◆ INSTRUCTION
Return each line of the listing below that contains the string "noodles". The match is case-sensitive.

-- Start RECORDS SHOWN --

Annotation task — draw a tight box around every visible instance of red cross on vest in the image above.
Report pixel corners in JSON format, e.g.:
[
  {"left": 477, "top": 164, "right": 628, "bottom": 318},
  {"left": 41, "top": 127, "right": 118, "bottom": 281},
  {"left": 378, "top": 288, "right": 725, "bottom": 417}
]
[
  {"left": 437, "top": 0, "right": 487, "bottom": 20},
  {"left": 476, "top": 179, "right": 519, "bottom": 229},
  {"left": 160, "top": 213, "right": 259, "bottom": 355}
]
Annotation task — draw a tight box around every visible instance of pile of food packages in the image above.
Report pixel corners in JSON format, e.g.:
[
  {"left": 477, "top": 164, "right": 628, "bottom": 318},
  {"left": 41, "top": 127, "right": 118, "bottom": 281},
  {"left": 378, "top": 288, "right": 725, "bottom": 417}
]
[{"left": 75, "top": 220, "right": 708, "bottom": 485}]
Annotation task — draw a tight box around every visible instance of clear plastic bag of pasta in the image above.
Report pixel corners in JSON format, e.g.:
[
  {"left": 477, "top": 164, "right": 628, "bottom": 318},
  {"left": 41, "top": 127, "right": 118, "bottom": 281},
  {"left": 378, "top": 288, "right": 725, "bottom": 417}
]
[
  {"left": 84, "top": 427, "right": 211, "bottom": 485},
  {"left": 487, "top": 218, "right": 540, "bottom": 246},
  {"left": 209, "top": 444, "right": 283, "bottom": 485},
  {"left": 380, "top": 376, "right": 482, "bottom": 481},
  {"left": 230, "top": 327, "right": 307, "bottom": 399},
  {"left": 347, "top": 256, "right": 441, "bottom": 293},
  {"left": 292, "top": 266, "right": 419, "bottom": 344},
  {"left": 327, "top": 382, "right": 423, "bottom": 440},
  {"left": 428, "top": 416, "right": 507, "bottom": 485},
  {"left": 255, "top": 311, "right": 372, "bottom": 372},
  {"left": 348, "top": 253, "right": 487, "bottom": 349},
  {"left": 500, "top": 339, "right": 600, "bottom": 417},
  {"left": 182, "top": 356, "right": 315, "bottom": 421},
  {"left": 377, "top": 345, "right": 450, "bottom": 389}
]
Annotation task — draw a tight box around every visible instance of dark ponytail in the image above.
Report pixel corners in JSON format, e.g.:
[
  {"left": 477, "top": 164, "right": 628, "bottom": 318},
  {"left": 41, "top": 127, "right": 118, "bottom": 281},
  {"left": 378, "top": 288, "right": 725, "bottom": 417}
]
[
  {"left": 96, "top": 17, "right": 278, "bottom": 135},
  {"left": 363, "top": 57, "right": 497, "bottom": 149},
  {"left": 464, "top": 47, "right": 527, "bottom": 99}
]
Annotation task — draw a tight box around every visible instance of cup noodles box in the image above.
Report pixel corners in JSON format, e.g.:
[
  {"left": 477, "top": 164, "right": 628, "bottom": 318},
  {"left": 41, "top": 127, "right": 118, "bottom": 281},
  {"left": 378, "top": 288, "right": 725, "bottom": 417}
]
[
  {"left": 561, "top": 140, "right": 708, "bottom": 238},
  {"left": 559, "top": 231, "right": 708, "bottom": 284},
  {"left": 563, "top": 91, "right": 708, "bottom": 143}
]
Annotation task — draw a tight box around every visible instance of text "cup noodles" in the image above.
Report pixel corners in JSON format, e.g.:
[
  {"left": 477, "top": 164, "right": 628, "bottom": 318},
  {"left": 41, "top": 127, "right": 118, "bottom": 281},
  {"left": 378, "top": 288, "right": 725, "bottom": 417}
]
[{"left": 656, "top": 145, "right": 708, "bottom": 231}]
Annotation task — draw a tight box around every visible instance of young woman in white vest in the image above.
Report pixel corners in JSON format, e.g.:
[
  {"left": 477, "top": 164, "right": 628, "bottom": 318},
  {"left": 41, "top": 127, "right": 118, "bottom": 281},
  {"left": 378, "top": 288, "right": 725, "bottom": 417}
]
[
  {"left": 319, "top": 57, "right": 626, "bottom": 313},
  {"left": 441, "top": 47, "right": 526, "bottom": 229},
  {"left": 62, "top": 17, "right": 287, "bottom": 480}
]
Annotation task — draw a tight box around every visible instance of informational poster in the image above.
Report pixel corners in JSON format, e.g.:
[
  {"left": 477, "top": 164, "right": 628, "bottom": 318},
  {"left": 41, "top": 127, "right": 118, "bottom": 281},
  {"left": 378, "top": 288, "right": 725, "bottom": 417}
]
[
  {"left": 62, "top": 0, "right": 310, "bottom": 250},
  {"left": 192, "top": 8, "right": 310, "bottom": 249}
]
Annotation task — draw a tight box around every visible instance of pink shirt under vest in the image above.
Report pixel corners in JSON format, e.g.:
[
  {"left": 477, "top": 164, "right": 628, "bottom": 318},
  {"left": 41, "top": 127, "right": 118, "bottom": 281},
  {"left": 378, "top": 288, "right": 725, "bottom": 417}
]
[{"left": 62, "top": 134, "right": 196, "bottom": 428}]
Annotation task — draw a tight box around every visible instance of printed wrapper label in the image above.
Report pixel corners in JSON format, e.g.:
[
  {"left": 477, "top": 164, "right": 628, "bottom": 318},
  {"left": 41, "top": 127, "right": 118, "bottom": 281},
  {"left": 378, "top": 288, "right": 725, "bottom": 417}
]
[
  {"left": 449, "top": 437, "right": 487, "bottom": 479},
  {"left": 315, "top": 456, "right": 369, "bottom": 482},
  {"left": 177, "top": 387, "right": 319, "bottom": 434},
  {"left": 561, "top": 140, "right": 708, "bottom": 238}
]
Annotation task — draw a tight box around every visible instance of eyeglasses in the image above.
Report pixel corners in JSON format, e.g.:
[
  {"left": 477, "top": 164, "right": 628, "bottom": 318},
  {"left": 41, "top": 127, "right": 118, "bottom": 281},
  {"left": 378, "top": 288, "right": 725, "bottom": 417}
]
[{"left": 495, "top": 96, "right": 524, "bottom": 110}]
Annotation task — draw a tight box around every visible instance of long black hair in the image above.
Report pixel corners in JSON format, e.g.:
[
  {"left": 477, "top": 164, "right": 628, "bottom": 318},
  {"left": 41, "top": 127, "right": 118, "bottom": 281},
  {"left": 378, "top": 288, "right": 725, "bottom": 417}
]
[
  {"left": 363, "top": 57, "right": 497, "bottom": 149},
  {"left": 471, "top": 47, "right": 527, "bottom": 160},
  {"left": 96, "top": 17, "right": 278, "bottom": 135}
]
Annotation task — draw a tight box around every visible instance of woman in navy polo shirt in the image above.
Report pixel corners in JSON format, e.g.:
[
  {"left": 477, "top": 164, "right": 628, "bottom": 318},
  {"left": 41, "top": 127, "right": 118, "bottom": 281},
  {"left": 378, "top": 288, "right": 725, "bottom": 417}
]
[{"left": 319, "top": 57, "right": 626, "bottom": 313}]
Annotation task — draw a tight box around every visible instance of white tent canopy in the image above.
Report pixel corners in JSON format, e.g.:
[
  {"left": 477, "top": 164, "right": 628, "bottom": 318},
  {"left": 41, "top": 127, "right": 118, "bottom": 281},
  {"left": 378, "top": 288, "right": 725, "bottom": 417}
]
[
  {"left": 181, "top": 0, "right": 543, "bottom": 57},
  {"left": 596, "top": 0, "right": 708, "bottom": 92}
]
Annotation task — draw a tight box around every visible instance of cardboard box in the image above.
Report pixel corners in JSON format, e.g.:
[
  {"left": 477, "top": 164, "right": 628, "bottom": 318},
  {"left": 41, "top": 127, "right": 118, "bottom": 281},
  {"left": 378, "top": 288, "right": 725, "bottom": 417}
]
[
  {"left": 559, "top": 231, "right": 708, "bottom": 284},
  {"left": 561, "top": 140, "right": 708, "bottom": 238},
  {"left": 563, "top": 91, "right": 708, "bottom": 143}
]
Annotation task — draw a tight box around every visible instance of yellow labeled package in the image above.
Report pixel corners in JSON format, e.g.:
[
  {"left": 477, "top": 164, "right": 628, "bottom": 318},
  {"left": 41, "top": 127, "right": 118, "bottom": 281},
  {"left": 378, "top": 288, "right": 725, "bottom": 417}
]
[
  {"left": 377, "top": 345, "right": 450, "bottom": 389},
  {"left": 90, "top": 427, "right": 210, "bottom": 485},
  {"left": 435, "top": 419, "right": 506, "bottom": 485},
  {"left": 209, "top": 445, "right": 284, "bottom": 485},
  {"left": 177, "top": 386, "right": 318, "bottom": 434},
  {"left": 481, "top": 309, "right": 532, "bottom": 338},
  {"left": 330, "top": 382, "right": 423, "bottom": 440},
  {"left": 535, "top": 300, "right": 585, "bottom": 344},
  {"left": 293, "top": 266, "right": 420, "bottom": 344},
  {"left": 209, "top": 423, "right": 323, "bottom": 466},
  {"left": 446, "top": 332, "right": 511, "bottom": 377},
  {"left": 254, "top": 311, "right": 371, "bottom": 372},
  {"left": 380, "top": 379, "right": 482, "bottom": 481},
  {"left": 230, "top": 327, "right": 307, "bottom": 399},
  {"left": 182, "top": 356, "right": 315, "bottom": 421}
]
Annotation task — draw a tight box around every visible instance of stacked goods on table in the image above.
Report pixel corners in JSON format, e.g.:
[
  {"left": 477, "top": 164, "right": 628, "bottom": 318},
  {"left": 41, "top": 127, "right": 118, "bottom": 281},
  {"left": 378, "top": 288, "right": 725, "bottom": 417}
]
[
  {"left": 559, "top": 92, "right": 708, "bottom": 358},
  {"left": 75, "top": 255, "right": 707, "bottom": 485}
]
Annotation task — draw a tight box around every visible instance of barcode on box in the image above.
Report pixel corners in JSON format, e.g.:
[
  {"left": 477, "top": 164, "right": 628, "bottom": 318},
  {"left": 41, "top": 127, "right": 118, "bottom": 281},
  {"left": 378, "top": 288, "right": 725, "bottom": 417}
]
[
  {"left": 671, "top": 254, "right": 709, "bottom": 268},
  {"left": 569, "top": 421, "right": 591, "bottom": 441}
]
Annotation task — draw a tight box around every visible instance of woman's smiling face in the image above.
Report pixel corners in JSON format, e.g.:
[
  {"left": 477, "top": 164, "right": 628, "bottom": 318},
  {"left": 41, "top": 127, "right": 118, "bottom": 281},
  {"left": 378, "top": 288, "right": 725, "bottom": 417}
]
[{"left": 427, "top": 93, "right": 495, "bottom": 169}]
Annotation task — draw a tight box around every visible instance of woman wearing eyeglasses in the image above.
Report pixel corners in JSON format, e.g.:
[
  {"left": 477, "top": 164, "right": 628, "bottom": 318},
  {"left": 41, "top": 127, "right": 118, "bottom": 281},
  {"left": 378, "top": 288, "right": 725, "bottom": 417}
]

-- End RECORDS SHOWN --

◆ COMPLETE OUTPUT
Annotation task — draw a tight box around every visible instance of cup noodles box in the image above.
Annotation task — draw a tight box around every visible instance of text "cup noodles" in the image above.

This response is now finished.